Work instruction: Please transcribe every record below exactly, leaving out the pictures.

*** Opening Records provided ***

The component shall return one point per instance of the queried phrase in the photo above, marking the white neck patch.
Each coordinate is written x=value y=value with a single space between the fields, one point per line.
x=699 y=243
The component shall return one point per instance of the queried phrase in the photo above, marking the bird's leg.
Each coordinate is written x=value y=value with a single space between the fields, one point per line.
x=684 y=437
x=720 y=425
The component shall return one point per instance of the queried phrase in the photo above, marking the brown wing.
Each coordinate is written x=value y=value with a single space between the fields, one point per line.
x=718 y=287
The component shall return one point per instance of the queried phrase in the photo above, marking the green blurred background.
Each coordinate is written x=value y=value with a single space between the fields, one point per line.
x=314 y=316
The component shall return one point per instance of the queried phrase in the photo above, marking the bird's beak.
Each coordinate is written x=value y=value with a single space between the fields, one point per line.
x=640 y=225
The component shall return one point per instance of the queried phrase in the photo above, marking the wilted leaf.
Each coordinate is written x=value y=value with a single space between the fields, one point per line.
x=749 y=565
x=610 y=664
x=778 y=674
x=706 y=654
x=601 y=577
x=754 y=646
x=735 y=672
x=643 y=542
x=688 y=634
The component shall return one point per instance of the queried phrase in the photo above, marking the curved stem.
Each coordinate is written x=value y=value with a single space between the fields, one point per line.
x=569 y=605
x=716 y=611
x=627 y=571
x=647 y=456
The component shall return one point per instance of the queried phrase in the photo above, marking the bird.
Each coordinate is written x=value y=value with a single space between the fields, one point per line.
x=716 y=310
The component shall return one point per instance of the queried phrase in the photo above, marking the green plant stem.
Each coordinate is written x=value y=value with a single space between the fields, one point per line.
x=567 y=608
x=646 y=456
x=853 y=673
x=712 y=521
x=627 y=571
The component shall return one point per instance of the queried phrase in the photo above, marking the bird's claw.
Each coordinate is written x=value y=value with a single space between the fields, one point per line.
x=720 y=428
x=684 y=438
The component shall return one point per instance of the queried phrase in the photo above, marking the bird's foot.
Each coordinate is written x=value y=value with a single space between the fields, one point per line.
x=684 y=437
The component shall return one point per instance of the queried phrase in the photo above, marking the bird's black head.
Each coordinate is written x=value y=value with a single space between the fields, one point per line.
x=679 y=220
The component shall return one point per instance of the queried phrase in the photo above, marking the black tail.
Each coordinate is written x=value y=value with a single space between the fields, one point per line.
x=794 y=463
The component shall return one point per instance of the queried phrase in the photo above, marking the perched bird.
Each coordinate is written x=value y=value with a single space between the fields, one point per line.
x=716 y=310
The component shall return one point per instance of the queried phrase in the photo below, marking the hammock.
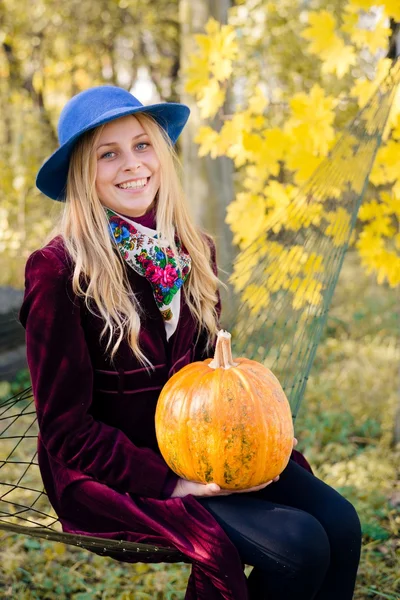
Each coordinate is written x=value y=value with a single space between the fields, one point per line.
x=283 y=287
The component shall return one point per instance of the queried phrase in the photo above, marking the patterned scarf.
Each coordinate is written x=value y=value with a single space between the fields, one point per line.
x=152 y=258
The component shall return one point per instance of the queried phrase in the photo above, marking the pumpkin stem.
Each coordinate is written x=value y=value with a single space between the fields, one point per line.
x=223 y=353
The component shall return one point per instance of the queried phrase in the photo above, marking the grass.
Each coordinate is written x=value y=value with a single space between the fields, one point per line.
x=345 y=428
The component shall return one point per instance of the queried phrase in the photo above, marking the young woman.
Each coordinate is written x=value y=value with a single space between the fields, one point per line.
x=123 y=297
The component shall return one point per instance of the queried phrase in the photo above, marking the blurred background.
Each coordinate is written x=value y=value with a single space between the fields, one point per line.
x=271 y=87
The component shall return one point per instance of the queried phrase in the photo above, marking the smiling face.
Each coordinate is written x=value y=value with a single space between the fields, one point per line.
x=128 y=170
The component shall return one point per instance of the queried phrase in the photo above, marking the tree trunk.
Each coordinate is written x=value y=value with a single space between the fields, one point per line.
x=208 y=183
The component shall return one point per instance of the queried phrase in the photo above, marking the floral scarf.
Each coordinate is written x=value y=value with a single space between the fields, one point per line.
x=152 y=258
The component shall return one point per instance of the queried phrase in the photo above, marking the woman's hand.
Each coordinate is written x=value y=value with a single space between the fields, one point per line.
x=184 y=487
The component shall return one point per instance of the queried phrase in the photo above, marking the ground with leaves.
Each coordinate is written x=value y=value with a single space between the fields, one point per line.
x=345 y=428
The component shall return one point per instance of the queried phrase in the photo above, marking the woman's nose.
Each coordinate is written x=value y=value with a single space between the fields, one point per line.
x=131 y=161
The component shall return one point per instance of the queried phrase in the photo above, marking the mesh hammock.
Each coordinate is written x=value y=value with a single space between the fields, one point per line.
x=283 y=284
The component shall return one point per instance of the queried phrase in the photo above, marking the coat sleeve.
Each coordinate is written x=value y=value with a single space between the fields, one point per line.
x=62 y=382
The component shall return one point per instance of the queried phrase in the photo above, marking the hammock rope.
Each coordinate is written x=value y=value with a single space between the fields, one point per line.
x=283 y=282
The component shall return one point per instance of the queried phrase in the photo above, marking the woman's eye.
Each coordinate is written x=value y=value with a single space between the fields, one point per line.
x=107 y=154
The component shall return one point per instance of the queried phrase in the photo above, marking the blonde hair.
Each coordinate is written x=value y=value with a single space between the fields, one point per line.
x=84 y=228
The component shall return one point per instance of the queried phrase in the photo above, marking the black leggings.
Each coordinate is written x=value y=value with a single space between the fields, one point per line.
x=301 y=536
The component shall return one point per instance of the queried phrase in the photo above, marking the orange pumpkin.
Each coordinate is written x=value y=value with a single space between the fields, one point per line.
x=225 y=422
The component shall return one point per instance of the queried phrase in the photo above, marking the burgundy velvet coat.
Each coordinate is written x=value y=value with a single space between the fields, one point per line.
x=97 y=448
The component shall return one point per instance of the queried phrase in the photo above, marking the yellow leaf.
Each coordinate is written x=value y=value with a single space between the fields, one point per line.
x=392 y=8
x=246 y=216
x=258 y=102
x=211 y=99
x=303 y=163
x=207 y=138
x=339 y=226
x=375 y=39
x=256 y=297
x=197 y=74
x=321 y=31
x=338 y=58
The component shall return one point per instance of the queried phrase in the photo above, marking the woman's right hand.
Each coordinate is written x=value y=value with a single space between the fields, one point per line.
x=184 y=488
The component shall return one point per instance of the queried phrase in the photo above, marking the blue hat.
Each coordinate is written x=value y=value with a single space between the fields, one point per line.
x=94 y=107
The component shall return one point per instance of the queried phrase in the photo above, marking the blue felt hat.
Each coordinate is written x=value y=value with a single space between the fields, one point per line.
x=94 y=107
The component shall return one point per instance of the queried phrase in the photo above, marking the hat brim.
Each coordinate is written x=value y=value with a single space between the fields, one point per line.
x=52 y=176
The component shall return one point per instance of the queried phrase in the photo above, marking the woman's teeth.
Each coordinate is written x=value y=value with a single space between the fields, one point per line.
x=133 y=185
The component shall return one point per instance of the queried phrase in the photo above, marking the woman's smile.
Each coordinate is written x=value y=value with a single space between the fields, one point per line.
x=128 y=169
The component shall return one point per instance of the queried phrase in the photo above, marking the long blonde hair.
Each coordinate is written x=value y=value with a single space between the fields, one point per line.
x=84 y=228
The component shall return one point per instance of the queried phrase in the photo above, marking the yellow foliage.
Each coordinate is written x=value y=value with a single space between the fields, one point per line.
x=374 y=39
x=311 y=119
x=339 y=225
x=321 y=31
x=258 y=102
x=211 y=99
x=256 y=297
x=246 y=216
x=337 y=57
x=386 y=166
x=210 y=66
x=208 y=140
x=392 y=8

*** Closing Records provided ***

Solution for this exercise:
The component shall return one point per instance of the queried phrase in the photo above, marking the white neck patch.
Each coordinate is written x=value y=value with a single space between the fields, one point per line.
x=699 y=243
The component shall return one point per instance of the queried phrase in the photo above, marking the bird's leg.
Each coordinate is written x=value y=value with a single space between the fields, one point per line.
x=684 y=437
x=720 y=425
The component shall return one point per instance of the queried phrase in the photo above, marking the brown wing.
Each coordinate is written x=value y=value with a single space between the fields, one point per line.
x=718 y=287
The component shall return one point per instance of the queried phrase in the photo above, marking the green blurred background.
Each coordinate is written x=value y=value with a single space between the fields, one point per line.
x=314 y=316
The component shall return one point per instance of the queried phrase in the photo above, marking the bird's beak.
Each coordinate is written x=value y=value with a single space between the fields, one point per line.
x=640 y=225
The component shall return one point per instance of the queried phrase in the photo above, marking the wilted leaf.
Each coordinate is written x=value y=value with a single space between the fields, one point per line.
x=749 y=565
x=610 y=664
x=778 y=674
x=706 y=654
x=601 y=577
x=754 y=646
x=735 y=672
x=643 y=542
x=688 y=634
The component shall return one point per instance of the queried phrase in the photo above, marking the curved stem.
Each coordinate is written x=value y=value with a single space between the fields, one point per line.
x=569 y=605
x=716 y=611
x=627 y=571
x=647 y=456
The component shall return one point per instance of the queried phrase in the photo above, marking the bird.
Each coordinate is written x=value y=value with a single space between the fields, one point per line.
x=716 y=310
The component shall return one point per instance of the queried phrase in the photo above, marking the green plant stem.
Each coordinate is written x=value y=value with a single space between the fields, one point per line.
x=567 y=608
x=646 y=456
x=853 y=673
x=712 y=521
x=627 y=571
The component shall return one point per instance of the queried phrase in the photo above, marking the bird's claw.
Each coordinate is written x=value y=value with a single space between the fields, one point per line.
x=720 y=428
x=684 y=438
The component shall return one point per instance of the queried phrase in the photo above, marking the bird's foot.
Each coordinate is written x=value y=value with a single space between the fields, one point per line.
x=684 y=437
The component shall return one point per instance of the queried phrase in the photo above, marking the bird's black head.
Each coordinate is written x=value y=value with a single space between the fields, one point per line.
x=679 y=220
The component shall return one point per instance of the queried phrase in the photo above, marking the black tail.
Each coordinate is written x=value y=value with a single space between the fields, one point per line.
x=794 y=463
The component shall return one point per instance of the queried phrase in the photo above, marking the perched bird.
Each coordinate is written x=value y=value with a single space between the fields, one point per line.
x=716 y=310
The component shall return one point per instance of the queried phrase in the photo below, marking the hammock.
Each coordinate is written x=value y=value with a single space between the fields, one point per line.
x=283 y=287
The component shall return one point per instance of the queried phrase in the photo above, marking the patterned scarf.
Each coordinate is written x=value y=value with a single space between the fields, one point per line.
x=152 y=258
The component shall return one point per instance of the queried phrase in the photo above, marking the pumpkin stem.
Each coordinate is written x=value y=value with a single space between the fields, one point per line.
x=223 y=353
The component shall return one point per instance of the queried phrase in the photo above, marking the grass.
Each coordinate is written x=value y=value with a single space between the fields, one point per line.
x=345 y=428
The component shall return one point per instance of the queried phrase in the photo above, marking the young woman.
Each coordinate is written x=value y=value with a single space between the fields, one point per line.
x=123 y=297
The component shall return one point per instance of the queried phrase in the photo above, marking the blurred background.
Each coordinate is written x=value y=value with a single space between the fields, one point per line.
x=271 y=87
The component shall return one point per instance of the queried phrase in the photo above, marking the smiling face.
Each coordinate is written x=value y=value with a single space between the fields, one point per line.
x=128 y=170
The component shall return one point per instance of the queried phrase in the photo above, marking the tree trunk.
Each coordinate is written x=value y=value with a single space between the fields, one point per line.
x=208 y=183
The component shall return one point per instance of the queried phrase in the photo above, marking the floral scarf.
Each coordinate is written x=value y=value with a single space between the fields, one point per line.
x=152 y=258
The component shall return one point per instance of the queried phrase in the photo above, marking the woman's hand.
Each coordinate is written x=value y=value with a single space between the fields, one point per line.
x=184 y=487
The component shall return one point per instance of the queried phrase in the photo above, marking the ground with leaves.
Each coordinate is written x=value y=value with a single space between the fields, one point per line.
x=345 y=428
The component shall return one point per instance of the queried phrase in the photo above, marking the woman's nose.
Each coordinate is written x=value y=value with a single space between the fields, one point per line.
x=131 y=161
The component shall return one point per instance of the queried phrase in the photo above, marking the mesh hammock.
Each coordinate is written x=value y=value with a single space between the fields, one point per line.
x=283 y=284
The component shall return one point per instance of the queried phrase in the photo above, marking the coat sleeve.
Each coordinate is written x=value y=value with a single space between the fields, one point per line.
x=62 y=382
The component shall return one point per instance of the queried phrase in the photo above, marking the hammock rope.
Each coordinate is written x=value y=value with a single space between the fields, one point per line.
x=283 y=282
The component shall return one point per instance of the queried phrase in the photo above, marking the woman's eye.
Each coordinate is written x=value y=value with a single space between the fields, one point per line.
x=107 y=154
The component shall return one point per instance of the queried phrase in the photo above, marking the blonde hair.
Each coordinate is written x=value y=value with a single space between the fields, one point per line.
x=84 y=228
The component shall return one point per instance of the queried phrase in the photo above, marking the black leggings.
Each coordinate is written x=value y=value with a single space between the fields, one point per line.
x=301 y=536
The component shall return one point per instance of the queried phrase in the photo above, marking the orange pumpkin.
Each coordinate is written x=value y=value with a single space between the fields, one point per line.
x=225 y=422
The component shall return one point per instance of the queried phrase in the photo above, marking the burgundy velvet coat.
Each coordinate is written x=value y=value with a single space between the fields, one point per line.
x=97 y=448
The component shall return one point per instance of the queried phrase in the photo above, marking the yellow leaf.
Each coordinate is written x=value y=value with a single space between the fields, one point per line.
x=392 y=8
x=246 y=216
x=258 y=102
x=211 y=99
x=303 y=163
x=207 y=138
x=339 y=226
x=375 y=39
x=256 y=297
x=197 y=74
x=321 y=31
x=338 y=58
The component shall return one point per instance of the queried phrase in the photo above, marking the woman's right hand.
Each coordinate is written x=value y=value with a single space between the fields, one point per line.
x=184 y=488
The component shall return one point per instance of the queried phrase in the photo above, marking the blue hat.
Each coordinate is written x=value y=value with a single space between the fields, one point per line.
x=94 y=107
The component shall return one point per instance of the queried phrase in the photo above, marking the blue felt hat.
Each coordinate is written x=value y=value with a single space between the fields, one point per line.
x=94 y=107
The component shall return one point per instance of the queried phrase in the photo above, marking the hat brim.
Each coordinate is written x=value y=value with a single space between the fields, one point per line.
x=52 y=176
The component shall return one point per instance of the queried phrase in the photo above, marking the woman's teeth.
Each coordinate is written x=value y=value with a single space between the fields, one point per line.
x=133 y=185
The component shall return one point per instance of the queried phrase in the photo above, marking the woman's smile.
Each coordinate is written x=value y=value with a single space between the fields, one point per line.
x=128 y=169
The component shall return one point per instance of the queried phrase in the photo above, marking the long blonde hair.
Each coordinate is written x=value y=value with a single space between the fields, one point per line.
x=84 y=228
The component shall return one point per instance of the queried phrase in the photo above, marking the yellow foliage.
Each coordinate is written x=value y=value with a single space between the fields, one point per line.
x=374 y=39
x=311 y=119
x=339 y=225
x=321 y=31
x=258 y=102
x=211 y=99
x=256 y=297
x=246 y=216
x=337 y=57
x=386 y=166
x=210 y=66
x=208 y=140
x=392 y=8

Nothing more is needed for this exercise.